* PROBLEM DETAILS
Omit the pictures, then write out every entry exactly as it reads.
**********
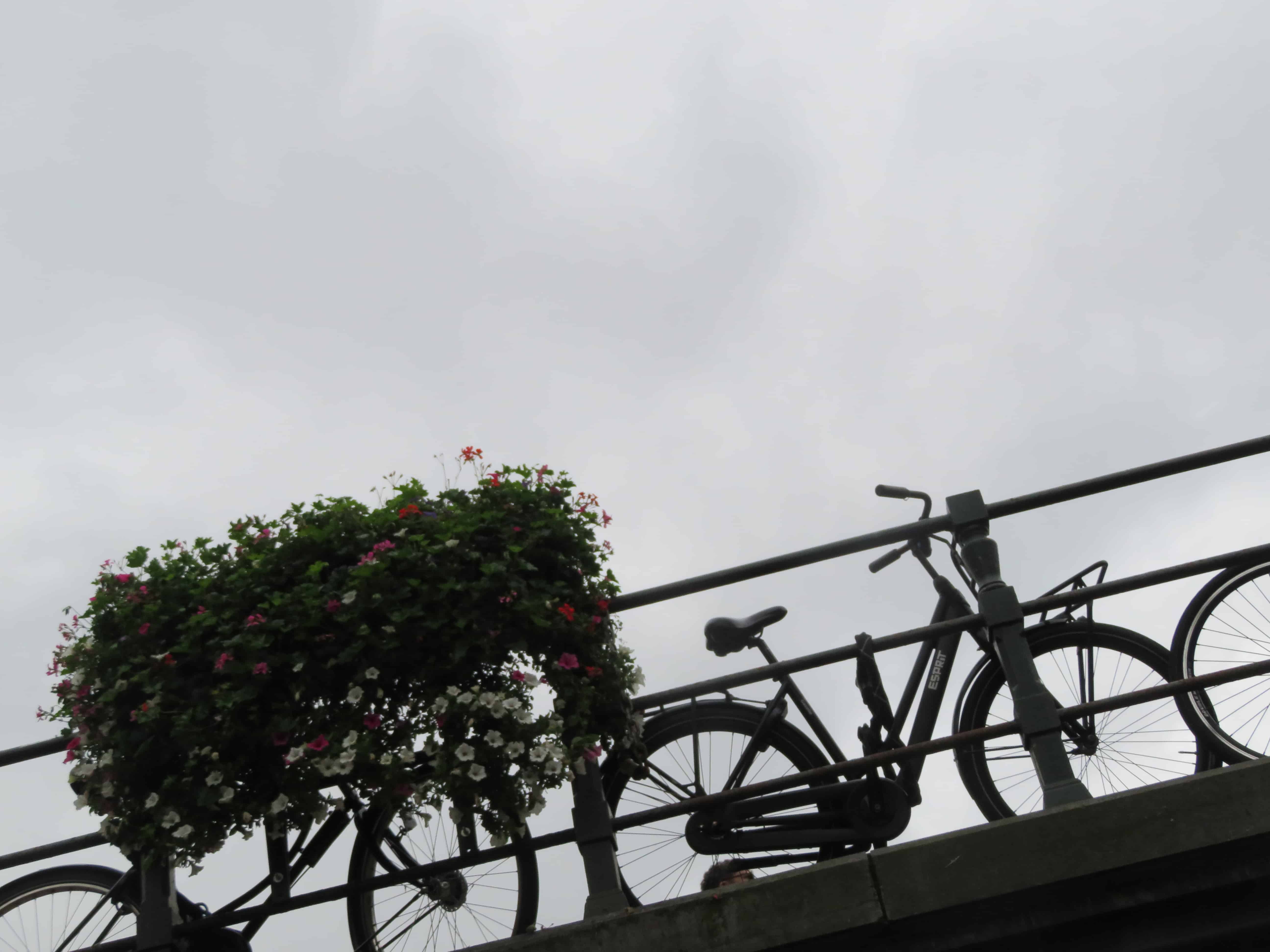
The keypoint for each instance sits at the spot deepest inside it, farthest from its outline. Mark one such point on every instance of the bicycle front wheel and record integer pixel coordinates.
(1112, 752)
(463, 908)
(68, 907)
(691, 752)
(1225, 626)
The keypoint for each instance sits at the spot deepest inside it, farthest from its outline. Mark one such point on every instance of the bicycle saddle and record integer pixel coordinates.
(728, 635)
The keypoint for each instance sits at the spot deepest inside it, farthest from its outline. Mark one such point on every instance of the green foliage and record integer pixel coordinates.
(392, 650)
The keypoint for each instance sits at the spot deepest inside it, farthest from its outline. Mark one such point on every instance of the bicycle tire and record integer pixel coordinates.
(1131, 750)
(451, 919)
(22, 901)
(1226, 625)
(662, 733)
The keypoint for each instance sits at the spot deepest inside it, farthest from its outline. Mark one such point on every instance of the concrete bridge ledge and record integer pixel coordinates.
(1183, 865)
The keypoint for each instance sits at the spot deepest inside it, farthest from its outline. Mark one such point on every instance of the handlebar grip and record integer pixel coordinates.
(881, 563)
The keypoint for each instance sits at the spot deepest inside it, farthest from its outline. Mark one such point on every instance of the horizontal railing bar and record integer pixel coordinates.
(939, 524)
(818, 659)
(50, 850)
(935, 747)
(688, 807)
(30, 752)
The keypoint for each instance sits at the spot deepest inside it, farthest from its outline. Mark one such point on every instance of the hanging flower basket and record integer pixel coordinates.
(394, 649)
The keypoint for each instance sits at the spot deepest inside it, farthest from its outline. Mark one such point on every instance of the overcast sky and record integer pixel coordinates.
(728, 263)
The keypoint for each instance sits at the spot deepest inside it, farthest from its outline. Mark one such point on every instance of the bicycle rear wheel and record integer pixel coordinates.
(468, 907)
(1225, 626)
(694, 752)
(1112, 752)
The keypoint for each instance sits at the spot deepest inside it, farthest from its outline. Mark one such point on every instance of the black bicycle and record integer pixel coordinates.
(1229, 625)
(708, 746)
(75, 907)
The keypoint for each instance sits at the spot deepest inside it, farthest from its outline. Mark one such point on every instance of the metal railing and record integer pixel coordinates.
(1000, 612)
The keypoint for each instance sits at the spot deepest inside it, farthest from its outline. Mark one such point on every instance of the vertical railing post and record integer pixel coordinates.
(594, 823)
(158, 908)
(1036, 710)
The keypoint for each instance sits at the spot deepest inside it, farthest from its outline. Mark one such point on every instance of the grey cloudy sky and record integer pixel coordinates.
(730, 263)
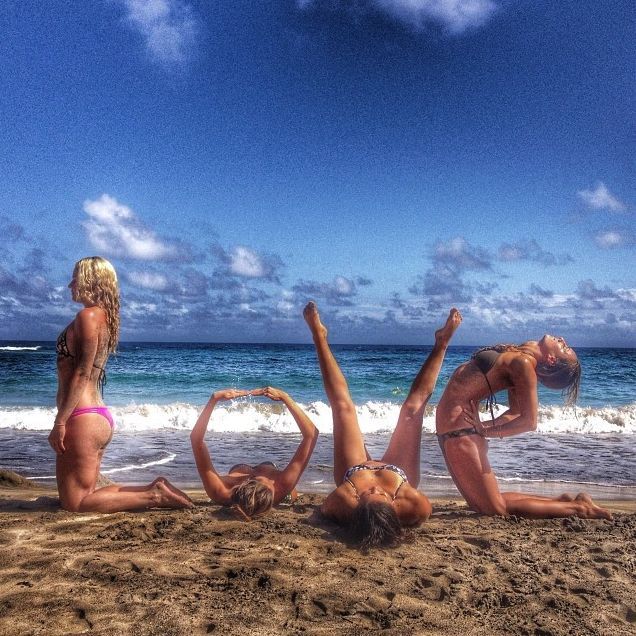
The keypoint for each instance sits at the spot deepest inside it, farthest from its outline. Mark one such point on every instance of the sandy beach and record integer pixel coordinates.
(200, 572)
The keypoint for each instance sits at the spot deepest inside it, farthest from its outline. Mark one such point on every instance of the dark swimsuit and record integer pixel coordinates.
(484, 360)
(390, 467)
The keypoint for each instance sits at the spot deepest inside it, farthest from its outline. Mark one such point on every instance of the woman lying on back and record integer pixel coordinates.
(252, 490)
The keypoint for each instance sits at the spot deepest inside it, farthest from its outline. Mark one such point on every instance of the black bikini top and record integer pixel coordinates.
(62, 350)
(484, 360)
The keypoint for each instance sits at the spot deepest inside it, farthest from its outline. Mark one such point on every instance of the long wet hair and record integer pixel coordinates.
(96, 284)
(376, 524)
(563, 374)
(252, 498)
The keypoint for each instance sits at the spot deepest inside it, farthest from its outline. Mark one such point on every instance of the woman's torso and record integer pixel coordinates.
(68, 351)
(404, 498)
(469, 384)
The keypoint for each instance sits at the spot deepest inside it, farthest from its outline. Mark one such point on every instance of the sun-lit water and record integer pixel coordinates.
(156, 391)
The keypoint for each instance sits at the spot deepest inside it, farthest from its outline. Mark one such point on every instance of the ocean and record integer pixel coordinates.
(156, 390)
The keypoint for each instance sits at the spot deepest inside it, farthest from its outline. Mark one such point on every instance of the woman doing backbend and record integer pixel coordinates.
(377, 498)
(252, 490)
(463, 437)
(83, 425)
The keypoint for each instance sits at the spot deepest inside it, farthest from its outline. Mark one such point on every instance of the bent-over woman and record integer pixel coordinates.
(251, 491)
(376, 499)
(83, 425)
(463, 437)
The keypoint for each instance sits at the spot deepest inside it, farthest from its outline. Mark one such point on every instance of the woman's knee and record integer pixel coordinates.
(496, 508)
(344, 407)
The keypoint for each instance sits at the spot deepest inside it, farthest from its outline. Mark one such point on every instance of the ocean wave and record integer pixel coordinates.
(249, 416)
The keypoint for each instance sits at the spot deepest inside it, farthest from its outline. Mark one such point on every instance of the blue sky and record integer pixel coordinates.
(386, 158)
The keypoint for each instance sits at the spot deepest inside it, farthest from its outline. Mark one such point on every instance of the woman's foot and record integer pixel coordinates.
(443, 336)
(312, 318)
(165, 495)
(591, 510)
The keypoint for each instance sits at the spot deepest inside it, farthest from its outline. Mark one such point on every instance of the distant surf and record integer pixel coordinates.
(243, 416)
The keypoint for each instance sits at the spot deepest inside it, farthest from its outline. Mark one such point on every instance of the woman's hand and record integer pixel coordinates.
(229, 394)
(471, 417)
(56, 438)
(272, 393)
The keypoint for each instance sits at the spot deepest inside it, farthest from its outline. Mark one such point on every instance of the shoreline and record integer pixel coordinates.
(438, 489)
(201, 571)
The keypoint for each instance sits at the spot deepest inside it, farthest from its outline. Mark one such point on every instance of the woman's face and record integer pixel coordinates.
(557, 347)
(375, 494)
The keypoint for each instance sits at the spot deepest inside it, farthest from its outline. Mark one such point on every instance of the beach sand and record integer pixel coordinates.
(202, 572)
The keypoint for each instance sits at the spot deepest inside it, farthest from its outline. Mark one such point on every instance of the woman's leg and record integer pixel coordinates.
(348, 444)
(404, 447)
(467, 461)
(537, 507)
(77, 470)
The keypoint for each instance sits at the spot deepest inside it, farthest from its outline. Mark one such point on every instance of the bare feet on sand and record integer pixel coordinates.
(445, 333)
(165, 495)
(591, 510)
(312, 318)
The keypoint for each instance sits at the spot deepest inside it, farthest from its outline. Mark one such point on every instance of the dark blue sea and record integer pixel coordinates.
(157, 389)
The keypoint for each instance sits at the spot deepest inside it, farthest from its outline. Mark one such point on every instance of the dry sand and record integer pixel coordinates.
(202, 572)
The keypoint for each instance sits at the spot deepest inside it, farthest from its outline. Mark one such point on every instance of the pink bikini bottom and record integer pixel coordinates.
(99, 410)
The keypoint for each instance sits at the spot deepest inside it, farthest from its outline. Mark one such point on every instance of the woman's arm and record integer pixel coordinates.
(289, 477)
(521, 415)
(86, 331)
(212, 482)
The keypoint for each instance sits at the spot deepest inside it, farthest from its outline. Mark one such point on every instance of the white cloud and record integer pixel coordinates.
(454, 15)
(114, 229)
(167, 26)
(246, 262)
(608, 239)
(601, 199)
(148, 280)
(343, 286)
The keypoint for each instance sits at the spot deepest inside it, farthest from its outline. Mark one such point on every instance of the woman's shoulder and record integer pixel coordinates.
(90, 315)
**********
* RESULT OF THIS TASK
The keypoint for each instance sits at the spot deepest inside it, farthest from its outline. Mark one such point on every instance of the bicycle front wheel and record integer pixel coordinates.
(1112, 752)
(463, 908)
(68, 907)
(691, 752)
(1225, 626)
The keypoint for each instance sits at the spot deepest inside it, farthest from its outline. Mark one such point on every instance of the bicycle saddle and record integer pixel coordinates.
(728, 635)
The keypoint for each instance sits at the spot deepest inside it, farthest from its outline. Mark one such point on every instance of the green foliage and record integer pixel coordinates.
(392, 650)
The keypoint for each instance sits at the spot deepest inside it, farthest from its outline. Mark one such point on every instance of the bicycle tire and record integer pixel coordinates.
(1131, 750)
(451, 919)
(22, 901)
(1226, 625)
(662, 733)
The keypoint for each instance sits at the spot deepest inside it, farthest from its outline. Mark one such point on every instance of the concrete bridge ledge and record integer pixel coordinates.
(1183, 865)
The keypoint for each instance sits at the spot deepest inside it, farthest from its outline. Mark one such point on every instance of the handlebar grip and record integer pixel coordinates.
(881, 563)
The keypoint for each instance sits at the spot deepest inside it, farthest from its outline. Mark one such point on every instance of the horizontal railing bar and record integer pixel coordinates.
(939, 524)
(818, 659)
(50, 850)
(935, 747)
(688, 807)
(30, 752)
The keypoint for each instance sits at the spot deepest inside it, farthest from its outline. Mark one such point on every instance of the hanging flower basket and record integer pixel coordinates.
(394, 649)
The keypoint for each instance sits at the spot deepest inside it, farthest from its outline. Mark one such point on every instance of the overcast sky and record integer pixel coordinates.
(728, 263)
The keypoint for each instance sits at the spot deepest inside it, farthest from its outline. Mark one such point on every instance of the bicycle rear wheel and record integer pixel coordinates.
(468, 907)
(1225, 626)
(694, 752)
(1112, 752)
The keypoint for each instance sits at the spot deepest inside it, farthest from its outline. Mark one such point on every instance of the black bicycle and record integer pixel coordinates.
(1229, 625)
(708, 746)
(75, 907)
The keypoint for each instance sits at the spot deepest inside it, farthest from its outline. Mark one such point on every instance of the metal railing and record integer pixel coordinates.
(1000, 612)
The keypoint for each instance sits at the spot deepest inside it, farthest from its outline. Mark one such point on every instance of the vertical railing post and record integer pixel coordinates.
(594, 823)
(158, 908)
(1036, 710)
The keypoint for each instance sits at the spot deepest inside it, farthest from its outline. Mark one such point on every instance of the grey cloudy sky and record integer pixel coordinates.
(730, 263)
The keypoint for each instance sits at the spot deepest inside it, farthest from its outline. Mark one such point on every instance of the sandy beach and record integer pixel coordinates.
(200, 572)
The keypoint for each instance sits at the spot deepest inside it, farthest from its outline. Mark one such point on every instance of the dark swimsuit and record integer pixel coordinates.
(484, 360)
(390, 467)
The keypoint for each instance sits at the spot deepest inside it, farthest from its outline. Mark one such point on every instance of the woman lying on back and record integer pixel coordinates.
(252, 490)
The keypoint for each instance sits at the spot deepest inside it, farthest from its outline. Mark one such point on every instance of the black bikini top and record integer pixel coordinates.
(62, 350)
(484, 360)
The keypoint for each instance sits at the spot deepest inside it, farthest from its outline. Mark one such point on every instance of the long wet hair and record integer pixel coordinates.
(96, 284)
(376, 524)
(563, 374)
(252, 498)
The keypoint for each instance sits at the spot deepest inside it, farthest from its outline. Mark one such point on every instance of the woman's torso and record integer pixel coordinates.
(68, 351)
(404, 498)
(469, 384)
The keypoint for each instance sits at the spot deepest inside it, farthest from its outline. Mark one such point on every instance of the sun-lit water and record integer pixel coordinates.
(156, 391)
The keypoint for each instance sits at the spot deepest inside it, farthest from its outline. Mark one such point on every instance of the ocean and record integer pixel coordinates.
(156, 390)
The keypoint for each instance sits at the spot deepest inside it, farthest from its outline. Mark one such point on every instance of the woman doing backbend and record integer pixel coordinates.
(377, 498)
(252, 490)
(463, 437)
(83, 425)
The keypoint for each instance sits at the spot deepest inside it, farthest from its outline. Mark one such point on every instance of the bent-over woman and record integer pixel coordinates.
(251, 491)
(376, 499)
(83, 425)
(463, 437)
The keypoint for each instance sits at the spot deepest inside it, farthest from its outline. Mark one such point on every instance of the woman's knee and record integer pixel coordinates.
(496, 508)
(344, 407)
The keypoint for each instance sits at the spot deepest inside it, farthest from its outline. Mark one such point on every instance of the ocean wave and record integer pixel coordinates.
(249, 416)
The keypoint for each instance sits at the spot deepest inside it, farthest from its outline. Mark one such point on every instance of the blue sky and record integer pixel coordinates.
(386, 158)
The keypoint for each instance sits at the spot deepest inside it, farthest from its outline. Mark one such point on every instance of the woman's foot and record integer pixel coordinates.
(443, 336)
(312, 318)
(165, 495)
(591, 510)
The keypoint for each instance sits at the spot deepest inside it, farthest from its outline. Mark one such point on every instance of the distant surf and record integer pixel coordinates.
(243, 416)
The keypoint for each instance sits at the spot deepest inside it, farthest from its outline. Mark one such point on every instance of the woman's hand and record integer pixel coordinates.
(229, 394)
(471, 417)
(56, 438)
(272, 393)
The keypoint for each instance sits at the spot deepest inside it, farthest from its outline. Mark one such point on every instance of the shoreline and record integer pixel coordinates.
(438, 489)
(201, 571)
The keypoint for each instance sits at the spot deepest inside it, farthest from its outline. Mark one such point on every instance of the woman's face and record integer pixel coordinates.
(557, 347)
(375, 494)
The keypoint for each instance sits at the spot deepest inside it, farthest from its outline. Mark one such point on every instance of the beach sand and record integer pixel coordinates.
(202, 572)
The keypoint for each instance sits at the spot deepest inside it, farthest from its outline. Mark one such point on every instance of the woman's leg and record integer pixel coordinates.
(348, 444)
(404, 447)
(467, 461)
(537, 507)
(77, 470)
The keypoint for each instance sits at the spot deepest inside it, farthest from its outline. Mark one such point on every instance of the bare feet on sand and record integer pixel coordinates.
(445, 333)
(165, 495)
(591, 510)
(312, 318)
The keypoint for each instance sits at the spot deepest inside it, farthest from its outline. Mark one such point on every instance of the dark blue sea and record integer pixel coordinates.
(157, 389)
The keypoint for each instance sits at the spot deepest inside it, farthest from its outline. Mark one such point on every instance of the dry sand and record integer pixel coordinates.
(202, 572)
The keypoint for each instance sits at the spot deepest inside it, farthest from its outline. Mark one such point on every instance of the pink bikini bottom and record integer pixel coordinates.
(99, 410)
The keypoint for each instance sits at the spot deepest inside it, farthest from its outline. Mark one such point on every instance of the woman's arm and record integer pixel coordinates.
(289, 477)
(521, 415)
(86, 331)
(212, 482)
The keypoint for each instance sits at the spot deepest inside it, farthest from its outline. Mark one such point on every instance of the white cloud and record integer pixel coordinates.
(454, 15)
(114, 229)
(167, 26)
(246, 262)
(608, 239)
(601, 199)
(148, 280)
(343, 286)
The keypoint for each instance sits at the spot deepest inside it, farthest from its outline. Mark one such point on every instance of the woman's shoulder and record integer pixel coordinates.
(90, 315)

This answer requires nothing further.